Excerpted text Block Start
Cruise Industry to Set Sail In 2021, As CDC Signals Reopening At Sea
Since the onset of COVID, the cruise industry has been one of the hospitality & tourism sectors hit the hardest, struggling to adapt to CDC guidelines, protect its workers & travelers, and survive without mass hemorrhaging. This hit bore out in the numbers; in late 2020, a CLIA report estimated that pausing cruise operations caused more than $32 billion in economic activity lost, rippling into other industries like transportation, lodging, food & beverage.
But as the heat of summer comes creeping over the horizon. As the nation continues to get vaccinated en masse, the US Centers for Disease Control signify the return of at-sea leisure travel, meaning the cruise industry could finally be getting a mask-less breath of fresh air. The CDC announced its commitment to resume cruise industry operations by mid-summer.
For simulated voyages, the CDC committed to reducing its application response time to five days vs. the proposed initially 60 days. And for at-sea travel, if a cruise ship can prove complete vaccinations for 95 percent of passengers and 98 percent of the crew, the vessel can skip simulated voyages and head right out to the open ocean.
Before the CDC announced these updates, earlier in April, Carnival CEO, Arnold Donald, interviewed live on Bloomberg in response to earlier CDC guideline adjustments. Even with stricter recommendations from the CDC, Donald showed optimism in Carnival’s chances of getting back to sea by mid-summer.
A mid-summer return for cruise operations could be only the beginning of a revitalization for Carnival and the industry; in January of 2021, Carnival announced its advanced booking numbers for 2022 had already surpassed its 2019 numbers. In 2019, the cruise industry was on the rise, growing by nearly $3 billion in US economic impact. If bookings continue to return at an elevated pace in 2022, even higher than in 2019, then that optimism may be well rewarded.
Excerpted text Block End
Information Block Start
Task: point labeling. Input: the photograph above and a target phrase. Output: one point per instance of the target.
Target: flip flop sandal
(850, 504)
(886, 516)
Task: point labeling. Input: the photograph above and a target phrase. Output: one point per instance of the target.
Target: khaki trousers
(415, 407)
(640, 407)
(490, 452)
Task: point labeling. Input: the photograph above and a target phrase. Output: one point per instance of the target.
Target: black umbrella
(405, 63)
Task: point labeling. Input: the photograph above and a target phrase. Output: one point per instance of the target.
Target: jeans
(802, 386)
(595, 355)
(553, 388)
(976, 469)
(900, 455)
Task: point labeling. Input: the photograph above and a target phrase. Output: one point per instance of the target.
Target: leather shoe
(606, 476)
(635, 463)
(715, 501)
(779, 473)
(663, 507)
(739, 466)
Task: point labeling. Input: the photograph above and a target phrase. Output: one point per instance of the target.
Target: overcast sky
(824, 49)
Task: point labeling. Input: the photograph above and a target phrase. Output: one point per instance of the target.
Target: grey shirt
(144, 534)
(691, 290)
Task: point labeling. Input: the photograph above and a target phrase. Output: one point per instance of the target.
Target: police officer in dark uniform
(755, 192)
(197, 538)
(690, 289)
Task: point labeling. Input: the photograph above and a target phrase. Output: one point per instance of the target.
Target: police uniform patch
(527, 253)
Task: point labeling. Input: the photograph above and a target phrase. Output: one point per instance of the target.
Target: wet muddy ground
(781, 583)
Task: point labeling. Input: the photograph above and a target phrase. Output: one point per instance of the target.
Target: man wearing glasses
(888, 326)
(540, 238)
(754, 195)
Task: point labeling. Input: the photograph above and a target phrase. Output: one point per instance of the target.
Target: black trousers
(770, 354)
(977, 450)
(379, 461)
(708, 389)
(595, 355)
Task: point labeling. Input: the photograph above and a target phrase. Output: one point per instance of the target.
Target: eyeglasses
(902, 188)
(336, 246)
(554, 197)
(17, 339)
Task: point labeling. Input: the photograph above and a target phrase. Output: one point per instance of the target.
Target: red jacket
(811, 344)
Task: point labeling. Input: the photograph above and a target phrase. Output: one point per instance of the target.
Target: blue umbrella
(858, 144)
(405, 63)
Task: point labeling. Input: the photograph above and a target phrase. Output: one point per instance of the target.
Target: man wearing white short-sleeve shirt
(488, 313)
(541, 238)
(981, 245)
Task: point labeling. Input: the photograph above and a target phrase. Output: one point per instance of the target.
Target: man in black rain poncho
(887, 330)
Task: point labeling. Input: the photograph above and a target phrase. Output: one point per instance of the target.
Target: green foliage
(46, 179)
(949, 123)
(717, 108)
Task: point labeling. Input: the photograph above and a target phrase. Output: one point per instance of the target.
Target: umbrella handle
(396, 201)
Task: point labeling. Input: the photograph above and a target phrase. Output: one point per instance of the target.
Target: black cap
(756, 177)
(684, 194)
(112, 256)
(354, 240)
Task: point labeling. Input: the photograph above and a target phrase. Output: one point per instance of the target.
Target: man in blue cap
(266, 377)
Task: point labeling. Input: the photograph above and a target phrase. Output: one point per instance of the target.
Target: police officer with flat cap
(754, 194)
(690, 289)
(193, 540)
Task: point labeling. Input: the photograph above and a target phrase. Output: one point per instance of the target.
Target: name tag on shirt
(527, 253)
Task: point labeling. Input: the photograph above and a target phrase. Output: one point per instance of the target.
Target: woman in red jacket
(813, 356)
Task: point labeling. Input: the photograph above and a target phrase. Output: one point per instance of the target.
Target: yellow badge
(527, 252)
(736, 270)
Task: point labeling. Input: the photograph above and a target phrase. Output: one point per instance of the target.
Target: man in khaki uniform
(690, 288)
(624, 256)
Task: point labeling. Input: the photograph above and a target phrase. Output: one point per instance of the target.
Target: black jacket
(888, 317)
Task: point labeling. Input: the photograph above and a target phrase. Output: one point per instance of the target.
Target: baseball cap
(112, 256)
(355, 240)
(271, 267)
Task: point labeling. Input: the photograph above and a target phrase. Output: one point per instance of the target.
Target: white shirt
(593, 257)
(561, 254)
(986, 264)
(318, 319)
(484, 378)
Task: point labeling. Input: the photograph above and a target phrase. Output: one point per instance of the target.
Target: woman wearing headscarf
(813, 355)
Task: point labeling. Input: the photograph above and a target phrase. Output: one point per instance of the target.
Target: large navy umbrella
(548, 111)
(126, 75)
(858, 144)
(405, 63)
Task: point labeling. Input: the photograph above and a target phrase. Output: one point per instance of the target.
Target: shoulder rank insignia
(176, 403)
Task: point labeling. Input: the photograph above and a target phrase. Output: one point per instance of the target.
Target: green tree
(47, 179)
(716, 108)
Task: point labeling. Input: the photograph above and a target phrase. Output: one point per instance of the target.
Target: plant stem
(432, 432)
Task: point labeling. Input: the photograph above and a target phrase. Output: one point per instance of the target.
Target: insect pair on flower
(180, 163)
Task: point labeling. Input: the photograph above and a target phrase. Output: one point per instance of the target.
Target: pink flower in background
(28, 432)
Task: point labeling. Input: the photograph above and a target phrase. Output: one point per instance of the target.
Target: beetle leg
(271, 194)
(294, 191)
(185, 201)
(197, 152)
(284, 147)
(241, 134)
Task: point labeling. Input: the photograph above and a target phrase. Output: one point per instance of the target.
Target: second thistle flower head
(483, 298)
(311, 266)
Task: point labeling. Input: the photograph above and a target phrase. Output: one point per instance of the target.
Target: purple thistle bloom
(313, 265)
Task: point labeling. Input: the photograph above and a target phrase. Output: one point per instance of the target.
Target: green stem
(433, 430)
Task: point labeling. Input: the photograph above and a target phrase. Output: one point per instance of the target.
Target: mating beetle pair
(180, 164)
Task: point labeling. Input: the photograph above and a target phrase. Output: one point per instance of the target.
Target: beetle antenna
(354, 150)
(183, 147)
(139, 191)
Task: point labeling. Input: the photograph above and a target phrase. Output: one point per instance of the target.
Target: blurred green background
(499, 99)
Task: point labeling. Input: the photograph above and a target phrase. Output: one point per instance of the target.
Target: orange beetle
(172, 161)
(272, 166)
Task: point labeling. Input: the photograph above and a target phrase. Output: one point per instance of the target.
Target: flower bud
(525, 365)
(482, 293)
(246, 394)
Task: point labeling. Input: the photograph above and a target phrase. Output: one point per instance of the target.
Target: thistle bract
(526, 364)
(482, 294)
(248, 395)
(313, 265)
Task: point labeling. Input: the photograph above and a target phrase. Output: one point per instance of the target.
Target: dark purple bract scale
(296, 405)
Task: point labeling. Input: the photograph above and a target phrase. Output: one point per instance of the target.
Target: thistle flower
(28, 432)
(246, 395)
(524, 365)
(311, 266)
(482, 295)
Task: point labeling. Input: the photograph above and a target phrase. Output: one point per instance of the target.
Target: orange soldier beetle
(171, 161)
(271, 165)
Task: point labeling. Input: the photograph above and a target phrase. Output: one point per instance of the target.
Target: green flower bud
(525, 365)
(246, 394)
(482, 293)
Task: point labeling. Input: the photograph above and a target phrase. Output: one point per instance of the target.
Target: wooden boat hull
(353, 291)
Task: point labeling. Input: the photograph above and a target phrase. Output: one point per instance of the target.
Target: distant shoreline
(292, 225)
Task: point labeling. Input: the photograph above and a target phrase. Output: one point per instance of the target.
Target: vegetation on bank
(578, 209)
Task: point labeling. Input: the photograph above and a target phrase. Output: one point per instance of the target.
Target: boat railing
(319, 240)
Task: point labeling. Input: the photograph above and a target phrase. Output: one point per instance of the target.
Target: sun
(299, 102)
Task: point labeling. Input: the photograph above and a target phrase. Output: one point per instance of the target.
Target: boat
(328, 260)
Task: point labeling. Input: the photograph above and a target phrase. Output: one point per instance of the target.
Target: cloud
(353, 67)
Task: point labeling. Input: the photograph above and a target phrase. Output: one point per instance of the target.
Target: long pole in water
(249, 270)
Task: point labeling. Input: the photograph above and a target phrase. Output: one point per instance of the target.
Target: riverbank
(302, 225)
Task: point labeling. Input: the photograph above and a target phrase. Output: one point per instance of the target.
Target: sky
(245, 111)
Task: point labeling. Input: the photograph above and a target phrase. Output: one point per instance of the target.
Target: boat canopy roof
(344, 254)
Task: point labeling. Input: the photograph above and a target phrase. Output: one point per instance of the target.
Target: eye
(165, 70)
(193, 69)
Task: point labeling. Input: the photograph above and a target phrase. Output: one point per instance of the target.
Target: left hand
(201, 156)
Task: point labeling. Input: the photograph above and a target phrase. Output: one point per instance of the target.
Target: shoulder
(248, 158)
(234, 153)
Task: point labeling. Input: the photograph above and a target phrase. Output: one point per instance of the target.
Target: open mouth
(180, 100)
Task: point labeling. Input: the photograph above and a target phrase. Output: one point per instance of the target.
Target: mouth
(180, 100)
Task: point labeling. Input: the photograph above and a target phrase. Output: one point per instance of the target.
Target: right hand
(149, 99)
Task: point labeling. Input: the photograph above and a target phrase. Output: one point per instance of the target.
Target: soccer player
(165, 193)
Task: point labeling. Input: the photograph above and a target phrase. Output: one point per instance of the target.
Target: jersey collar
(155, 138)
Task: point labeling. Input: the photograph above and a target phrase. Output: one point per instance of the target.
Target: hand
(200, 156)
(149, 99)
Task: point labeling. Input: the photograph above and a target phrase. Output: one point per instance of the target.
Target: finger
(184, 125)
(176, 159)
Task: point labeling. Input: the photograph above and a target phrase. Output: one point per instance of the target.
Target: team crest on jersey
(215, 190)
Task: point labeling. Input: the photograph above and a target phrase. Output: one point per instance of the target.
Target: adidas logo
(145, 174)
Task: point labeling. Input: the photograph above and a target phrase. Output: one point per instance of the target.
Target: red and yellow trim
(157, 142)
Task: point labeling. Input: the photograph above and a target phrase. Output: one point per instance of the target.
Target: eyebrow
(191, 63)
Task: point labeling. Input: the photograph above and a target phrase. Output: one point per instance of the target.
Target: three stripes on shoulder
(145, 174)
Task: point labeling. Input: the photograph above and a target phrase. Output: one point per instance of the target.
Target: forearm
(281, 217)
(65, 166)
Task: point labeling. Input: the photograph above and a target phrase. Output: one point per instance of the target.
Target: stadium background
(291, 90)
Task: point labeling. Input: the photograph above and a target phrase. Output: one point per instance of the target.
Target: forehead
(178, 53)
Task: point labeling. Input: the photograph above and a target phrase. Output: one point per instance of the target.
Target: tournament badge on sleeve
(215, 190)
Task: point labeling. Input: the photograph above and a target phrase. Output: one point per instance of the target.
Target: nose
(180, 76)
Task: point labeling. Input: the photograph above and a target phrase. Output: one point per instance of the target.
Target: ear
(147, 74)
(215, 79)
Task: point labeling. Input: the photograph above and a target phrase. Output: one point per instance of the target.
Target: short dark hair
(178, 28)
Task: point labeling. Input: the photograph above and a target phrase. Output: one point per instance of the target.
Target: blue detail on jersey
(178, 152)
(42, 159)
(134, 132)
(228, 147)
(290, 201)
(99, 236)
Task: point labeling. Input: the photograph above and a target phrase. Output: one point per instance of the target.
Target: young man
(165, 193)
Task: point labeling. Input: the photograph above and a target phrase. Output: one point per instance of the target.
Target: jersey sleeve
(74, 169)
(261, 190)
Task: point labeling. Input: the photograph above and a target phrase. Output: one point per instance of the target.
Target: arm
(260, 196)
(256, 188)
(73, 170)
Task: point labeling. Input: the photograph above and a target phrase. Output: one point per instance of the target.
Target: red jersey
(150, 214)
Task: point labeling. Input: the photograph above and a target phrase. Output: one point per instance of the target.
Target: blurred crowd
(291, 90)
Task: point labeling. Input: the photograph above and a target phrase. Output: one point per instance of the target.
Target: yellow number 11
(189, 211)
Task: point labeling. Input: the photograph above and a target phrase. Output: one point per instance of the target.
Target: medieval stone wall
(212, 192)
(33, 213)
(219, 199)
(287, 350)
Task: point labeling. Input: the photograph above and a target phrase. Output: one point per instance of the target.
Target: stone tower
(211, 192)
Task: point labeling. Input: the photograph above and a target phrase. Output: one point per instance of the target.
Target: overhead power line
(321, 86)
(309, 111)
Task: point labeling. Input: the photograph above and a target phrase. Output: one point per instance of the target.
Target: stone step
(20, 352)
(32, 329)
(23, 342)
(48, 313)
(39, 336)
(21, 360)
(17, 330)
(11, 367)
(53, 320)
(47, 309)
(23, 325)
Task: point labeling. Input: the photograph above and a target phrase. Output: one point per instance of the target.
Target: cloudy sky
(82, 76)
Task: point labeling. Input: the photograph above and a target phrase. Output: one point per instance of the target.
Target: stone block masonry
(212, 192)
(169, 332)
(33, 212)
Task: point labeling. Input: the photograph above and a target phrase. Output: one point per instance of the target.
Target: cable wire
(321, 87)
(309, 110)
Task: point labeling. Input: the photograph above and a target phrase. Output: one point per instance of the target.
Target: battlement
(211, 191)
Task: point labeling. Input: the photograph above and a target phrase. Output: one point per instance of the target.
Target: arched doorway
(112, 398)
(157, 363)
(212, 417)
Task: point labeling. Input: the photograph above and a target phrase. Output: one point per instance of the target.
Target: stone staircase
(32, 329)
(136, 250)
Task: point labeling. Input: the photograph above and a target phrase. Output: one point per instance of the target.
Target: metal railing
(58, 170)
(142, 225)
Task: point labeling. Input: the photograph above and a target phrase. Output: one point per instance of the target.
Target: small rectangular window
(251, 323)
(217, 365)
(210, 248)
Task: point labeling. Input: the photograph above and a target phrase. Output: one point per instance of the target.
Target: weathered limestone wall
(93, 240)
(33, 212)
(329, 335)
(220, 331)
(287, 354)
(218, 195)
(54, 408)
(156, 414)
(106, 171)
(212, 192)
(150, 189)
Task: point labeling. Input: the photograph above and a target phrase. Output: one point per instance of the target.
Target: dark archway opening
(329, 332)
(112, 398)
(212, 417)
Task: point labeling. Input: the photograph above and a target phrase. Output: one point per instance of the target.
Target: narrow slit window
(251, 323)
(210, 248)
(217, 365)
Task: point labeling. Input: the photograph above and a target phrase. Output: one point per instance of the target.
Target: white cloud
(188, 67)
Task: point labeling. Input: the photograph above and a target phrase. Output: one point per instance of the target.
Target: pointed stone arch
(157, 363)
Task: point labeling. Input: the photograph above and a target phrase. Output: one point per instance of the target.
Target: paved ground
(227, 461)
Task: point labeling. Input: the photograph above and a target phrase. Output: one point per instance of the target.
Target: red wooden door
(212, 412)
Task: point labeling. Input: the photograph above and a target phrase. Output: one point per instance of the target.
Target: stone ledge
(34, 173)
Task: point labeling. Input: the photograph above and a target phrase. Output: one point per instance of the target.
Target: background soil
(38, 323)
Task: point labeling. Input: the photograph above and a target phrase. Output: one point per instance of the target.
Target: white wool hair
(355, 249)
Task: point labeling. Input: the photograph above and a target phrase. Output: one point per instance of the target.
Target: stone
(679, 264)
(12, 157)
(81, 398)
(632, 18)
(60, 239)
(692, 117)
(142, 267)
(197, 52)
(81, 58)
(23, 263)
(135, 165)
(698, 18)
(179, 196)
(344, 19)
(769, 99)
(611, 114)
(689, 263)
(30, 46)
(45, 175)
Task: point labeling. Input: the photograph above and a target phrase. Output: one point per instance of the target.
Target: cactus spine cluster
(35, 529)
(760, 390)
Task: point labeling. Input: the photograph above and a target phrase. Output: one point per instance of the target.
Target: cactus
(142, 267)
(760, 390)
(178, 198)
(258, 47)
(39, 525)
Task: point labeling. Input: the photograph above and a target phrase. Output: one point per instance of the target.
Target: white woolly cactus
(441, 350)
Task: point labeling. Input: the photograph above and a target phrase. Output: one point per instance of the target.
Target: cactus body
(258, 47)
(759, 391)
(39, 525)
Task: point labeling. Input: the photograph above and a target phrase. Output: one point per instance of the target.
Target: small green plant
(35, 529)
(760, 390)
Information Block End
### [What the task asks]
Reproduce word for word the part of the cruise industry article that runs from "But as the heat" up to and including "operations by mid-summer.".

### [Response below]
But as the heat of summer comes creeping over the horizon. As the nation continues to get vaccinated en masse, the US Centers for Disease Control signify the return of at-sea leisure travel, meaning the cruise industry could finally be getting a mask-less breath of fresh air. The CDC announced its commitment to resume cruise industry operations by mid-summer.